[Dataset records about object locations]
◇ ◇ ◇

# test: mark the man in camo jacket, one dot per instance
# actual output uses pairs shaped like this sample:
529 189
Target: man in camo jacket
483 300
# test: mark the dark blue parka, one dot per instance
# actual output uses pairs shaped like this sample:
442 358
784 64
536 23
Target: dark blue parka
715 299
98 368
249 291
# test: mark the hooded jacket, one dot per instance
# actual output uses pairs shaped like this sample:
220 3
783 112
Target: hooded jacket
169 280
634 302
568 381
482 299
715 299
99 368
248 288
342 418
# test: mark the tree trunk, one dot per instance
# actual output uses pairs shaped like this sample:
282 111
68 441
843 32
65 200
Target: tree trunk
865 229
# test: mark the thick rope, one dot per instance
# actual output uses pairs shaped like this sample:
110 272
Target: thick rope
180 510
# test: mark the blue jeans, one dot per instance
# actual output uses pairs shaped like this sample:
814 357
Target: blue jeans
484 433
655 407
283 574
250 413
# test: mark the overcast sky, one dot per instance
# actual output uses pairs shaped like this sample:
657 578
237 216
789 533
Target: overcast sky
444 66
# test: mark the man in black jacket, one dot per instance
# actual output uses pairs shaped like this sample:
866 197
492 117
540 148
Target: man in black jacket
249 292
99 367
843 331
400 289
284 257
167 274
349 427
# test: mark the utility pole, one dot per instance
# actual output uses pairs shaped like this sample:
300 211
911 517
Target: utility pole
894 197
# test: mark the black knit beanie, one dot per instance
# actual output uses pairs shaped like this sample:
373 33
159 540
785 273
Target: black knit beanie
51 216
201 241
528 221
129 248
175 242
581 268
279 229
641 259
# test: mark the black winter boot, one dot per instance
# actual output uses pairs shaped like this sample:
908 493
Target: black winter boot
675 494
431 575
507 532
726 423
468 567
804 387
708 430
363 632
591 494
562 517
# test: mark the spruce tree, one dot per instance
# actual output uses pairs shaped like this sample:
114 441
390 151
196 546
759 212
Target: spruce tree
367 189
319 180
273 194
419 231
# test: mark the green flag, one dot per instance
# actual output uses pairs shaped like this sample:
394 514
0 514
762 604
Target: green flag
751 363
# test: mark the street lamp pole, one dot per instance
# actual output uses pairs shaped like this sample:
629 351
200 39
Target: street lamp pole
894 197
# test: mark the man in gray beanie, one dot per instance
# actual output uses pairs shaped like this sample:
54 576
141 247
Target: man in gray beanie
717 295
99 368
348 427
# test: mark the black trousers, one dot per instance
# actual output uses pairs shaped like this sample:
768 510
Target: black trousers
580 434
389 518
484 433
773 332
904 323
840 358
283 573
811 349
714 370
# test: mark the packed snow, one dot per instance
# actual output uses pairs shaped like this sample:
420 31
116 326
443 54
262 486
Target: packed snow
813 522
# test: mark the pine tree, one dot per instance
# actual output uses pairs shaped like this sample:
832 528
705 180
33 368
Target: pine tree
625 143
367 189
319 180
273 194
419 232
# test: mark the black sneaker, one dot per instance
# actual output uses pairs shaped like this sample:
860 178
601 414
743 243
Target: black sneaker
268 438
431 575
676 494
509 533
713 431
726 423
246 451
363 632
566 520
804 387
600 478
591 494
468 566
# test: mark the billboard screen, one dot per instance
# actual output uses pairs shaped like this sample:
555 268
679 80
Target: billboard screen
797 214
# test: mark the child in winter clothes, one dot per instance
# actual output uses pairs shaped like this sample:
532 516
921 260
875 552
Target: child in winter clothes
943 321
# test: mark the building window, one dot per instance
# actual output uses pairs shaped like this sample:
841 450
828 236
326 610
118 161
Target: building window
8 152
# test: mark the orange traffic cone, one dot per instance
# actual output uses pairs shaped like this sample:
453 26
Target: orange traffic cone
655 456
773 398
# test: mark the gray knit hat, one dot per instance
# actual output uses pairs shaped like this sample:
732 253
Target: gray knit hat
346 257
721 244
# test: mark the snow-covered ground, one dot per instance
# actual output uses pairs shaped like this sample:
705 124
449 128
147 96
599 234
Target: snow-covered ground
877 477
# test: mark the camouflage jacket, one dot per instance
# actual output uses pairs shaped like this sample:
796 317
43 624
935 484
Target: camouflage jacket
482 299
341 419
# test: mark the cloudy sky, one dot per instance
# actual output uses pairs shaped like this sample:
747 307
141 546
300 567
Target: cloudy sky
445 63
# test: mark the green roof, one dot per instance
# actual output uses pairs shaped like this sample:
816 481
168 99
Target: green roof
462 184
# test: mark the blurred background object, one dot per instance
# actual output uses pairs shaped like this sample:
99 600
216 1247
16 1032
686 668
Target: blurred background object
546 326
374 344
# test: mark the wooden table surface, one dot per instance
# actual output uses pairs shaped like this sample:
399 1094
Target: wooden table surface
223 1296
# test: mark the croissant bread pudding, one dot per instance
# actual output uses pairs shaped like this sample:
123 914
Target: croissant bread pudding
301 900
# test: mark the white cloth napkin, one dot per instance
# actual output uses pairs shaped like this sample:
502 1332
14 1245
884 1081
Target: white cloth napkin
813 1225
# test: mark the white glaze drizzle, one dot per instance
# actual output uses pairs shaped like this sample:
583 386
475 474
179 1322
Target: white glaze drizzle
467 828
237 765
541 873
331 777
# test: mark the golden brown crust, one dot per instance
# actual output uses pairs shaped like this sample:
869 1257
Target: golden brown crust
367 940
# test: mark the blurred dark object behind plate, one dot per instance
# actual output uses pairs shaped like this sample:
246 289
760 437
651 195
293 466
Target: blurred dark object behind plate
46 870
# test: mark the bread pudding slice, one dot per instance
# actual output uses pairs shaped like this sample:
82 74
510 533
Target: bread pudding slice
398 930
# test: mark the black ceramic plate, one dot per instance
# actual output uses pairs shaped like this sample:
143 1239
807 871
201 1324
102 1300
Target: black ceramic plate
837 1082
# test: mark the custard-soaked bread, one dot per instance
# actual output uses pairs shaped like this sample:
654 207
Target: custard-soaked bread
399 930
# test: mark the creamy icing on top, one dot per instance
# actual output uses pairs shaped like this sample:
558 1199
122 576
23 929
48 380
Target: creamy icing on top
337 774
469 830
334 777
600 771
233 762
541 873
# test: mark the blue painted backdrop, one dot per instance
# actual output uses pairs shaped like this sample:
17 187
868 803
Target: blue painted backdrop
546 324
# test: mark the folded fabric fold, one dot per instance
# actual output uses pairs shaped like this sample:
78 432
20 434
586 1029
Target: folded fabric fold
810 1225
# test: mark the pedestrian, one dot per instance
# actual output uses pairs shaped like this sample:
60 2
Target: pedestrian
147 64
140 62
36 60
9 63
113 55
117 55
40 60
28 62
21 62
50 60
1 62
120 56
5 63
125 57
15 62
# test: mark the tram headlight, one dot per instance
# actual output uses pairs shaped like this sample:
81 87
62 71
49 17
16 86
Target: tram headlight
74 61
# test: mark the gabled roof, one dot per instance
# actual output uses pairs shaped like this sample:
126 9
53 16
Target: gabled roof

◇ ◇ ◇

▶ [Stated goal]:
Rewrite the part that opens with the line containing "# test: mark the tram" and closes at the end of the records, with "gabled roof" replaced by "pitched roof" and nothing else changed.

▶ [Final result]:
# test: mark the tram headlight, one dot per instance
# actual output uses pairs shaped like this sample:
81 87
62 71
49 17
16 86
Target: tram headlight
74 61
# test: mark the pitched roof, one dot per instance
# actual output uses pairs shaped like this sample:
126 9
53 16
Target: pitched roof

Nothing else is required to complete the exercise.